Required work: Return every line of the items below that contains the word "rainforest".

Items listed in a dataset:

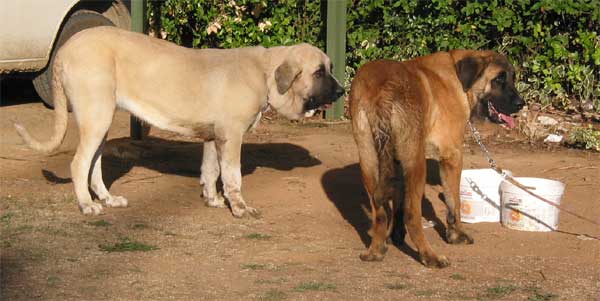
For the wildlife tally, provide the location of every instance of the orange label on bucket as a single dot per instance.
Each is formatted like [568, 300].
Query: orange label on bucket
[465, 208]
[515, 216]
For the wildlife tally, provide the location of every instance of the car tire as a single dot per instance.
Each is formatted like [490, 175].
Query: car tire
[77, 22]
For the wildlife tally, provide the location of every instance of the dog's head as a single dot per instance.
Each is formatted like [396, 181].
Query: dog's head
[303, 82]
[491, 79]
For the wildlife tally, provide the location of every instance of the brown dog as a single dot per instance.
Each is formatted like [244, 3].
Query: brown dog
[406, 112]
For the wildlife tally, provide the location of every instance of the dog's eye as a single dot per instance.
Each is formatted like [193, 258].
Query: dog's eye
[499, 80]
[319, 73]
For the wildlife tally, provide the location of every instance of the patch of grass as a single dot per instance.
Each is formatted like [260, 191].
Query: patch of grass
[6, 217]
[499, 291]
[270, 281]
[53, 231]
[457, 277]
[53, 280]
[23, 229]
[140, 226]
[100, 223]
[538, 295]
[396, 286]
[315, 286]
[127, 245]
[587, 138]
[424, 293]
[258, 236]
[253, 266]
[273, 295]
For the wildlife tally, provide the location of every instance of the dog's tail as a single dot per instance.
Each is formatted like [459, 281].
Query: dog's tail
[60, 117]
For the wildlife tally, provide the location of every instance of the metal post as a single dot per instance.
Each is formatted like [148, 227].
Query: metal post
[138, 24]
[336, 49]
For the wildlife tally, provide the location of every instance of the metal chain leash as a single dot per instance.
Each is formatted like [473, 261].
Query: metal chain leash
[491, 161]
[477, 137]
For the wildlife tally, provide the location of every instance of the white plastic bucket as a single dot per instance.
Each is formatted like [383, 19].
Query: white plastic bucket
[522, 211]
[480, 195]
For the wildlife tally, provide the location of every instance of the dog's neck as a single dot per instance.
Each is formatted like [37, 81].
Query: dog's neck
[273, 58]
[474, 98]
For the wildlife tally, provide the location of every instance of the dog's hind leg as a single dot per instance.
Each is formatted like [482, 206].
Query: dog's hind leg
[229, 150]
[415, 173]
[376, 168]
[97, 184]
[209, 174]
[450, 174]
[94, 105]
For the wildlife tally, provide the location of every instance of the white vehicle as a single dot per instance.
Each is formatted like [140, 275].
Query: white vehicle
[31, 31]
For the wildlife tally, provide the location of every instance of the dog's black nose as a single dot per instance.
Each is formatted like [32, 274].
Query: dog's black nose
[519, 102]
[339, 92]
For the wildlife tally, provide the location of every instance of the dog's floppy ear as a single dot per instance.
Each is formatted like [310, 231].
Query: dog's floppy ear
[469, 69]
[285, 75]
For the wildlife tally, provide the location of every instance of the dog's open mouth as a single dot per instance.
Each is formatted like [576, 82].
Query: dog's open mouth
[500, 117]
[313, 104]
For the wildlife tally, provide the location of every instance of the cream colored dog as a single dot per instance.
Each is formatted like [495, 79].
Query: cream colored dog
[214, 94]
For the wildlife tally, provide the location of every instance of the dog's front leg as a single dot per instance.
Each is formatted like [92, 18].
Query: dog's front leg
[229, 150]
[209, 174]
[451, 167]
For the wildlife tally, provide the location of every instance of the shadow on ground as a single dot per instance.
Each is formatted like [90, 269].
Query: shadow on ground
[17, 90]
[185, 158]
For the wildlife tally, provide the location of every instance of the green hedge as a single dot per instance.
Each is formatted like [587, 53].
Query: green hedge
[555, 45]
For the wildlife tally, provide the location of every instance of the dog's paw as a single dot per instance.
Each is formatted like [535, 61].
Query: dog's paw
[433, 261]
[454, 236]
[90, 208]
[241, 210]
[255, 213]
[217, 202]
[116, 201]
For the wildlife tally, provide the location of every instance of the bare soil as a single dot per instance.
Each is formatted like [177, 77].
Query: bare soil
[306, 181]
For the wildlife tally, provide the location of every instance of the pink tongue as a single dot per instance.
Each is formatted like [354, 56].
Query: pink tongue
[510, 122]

---

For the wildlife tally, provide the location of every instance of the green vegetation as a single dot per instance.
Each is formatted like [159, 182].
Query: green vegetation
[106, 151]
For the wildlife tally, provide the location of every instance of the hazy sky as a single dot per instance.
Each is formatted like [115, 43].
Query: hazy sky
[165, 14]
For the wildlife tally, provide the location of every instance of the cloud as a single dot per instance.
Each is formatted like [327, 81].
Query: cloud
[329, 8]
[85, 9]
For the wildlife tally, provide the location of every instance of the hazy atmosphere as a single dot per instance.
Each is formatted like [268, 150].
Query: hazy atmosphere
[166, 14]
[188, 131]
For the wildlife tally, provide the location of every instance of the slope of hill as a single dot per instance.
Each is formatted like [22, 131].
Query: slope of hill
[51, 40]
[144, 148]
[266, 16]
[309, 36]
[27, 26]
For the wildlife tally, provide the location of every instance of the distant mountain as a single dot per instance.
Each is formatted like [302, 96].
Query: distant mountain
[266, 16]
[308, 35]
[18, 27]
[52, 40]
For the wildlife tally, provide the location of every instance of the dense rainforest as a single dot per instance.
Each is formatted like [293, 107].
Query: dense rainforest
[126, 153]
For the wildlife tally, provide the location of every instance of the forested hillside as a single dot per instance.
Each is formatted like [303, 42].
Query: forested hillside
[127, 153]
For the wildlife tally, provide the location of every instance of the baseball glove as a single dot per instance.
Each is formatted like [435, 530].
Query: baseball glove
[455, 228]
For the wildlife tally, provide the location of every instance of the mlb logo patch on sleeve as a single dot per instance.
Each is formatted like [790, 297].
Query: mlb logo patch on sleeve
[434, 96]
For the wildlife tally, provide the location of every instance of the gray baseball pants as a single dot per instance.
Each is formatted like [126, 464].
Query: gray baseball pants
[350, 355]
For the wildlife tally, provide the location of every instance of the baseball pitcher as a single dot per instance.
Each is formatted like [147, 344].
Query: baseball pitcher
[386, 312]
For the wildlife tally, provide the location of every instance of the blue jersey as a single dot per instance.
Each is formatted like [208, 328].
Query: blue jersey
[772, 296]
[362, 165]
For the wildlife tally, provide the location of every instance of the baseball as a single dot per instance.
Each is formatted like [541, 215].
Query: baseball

The response:
For the wildlife tally, provide the location of every instance of the dense rainforest as a single dot per instance.
Query: dense rainforest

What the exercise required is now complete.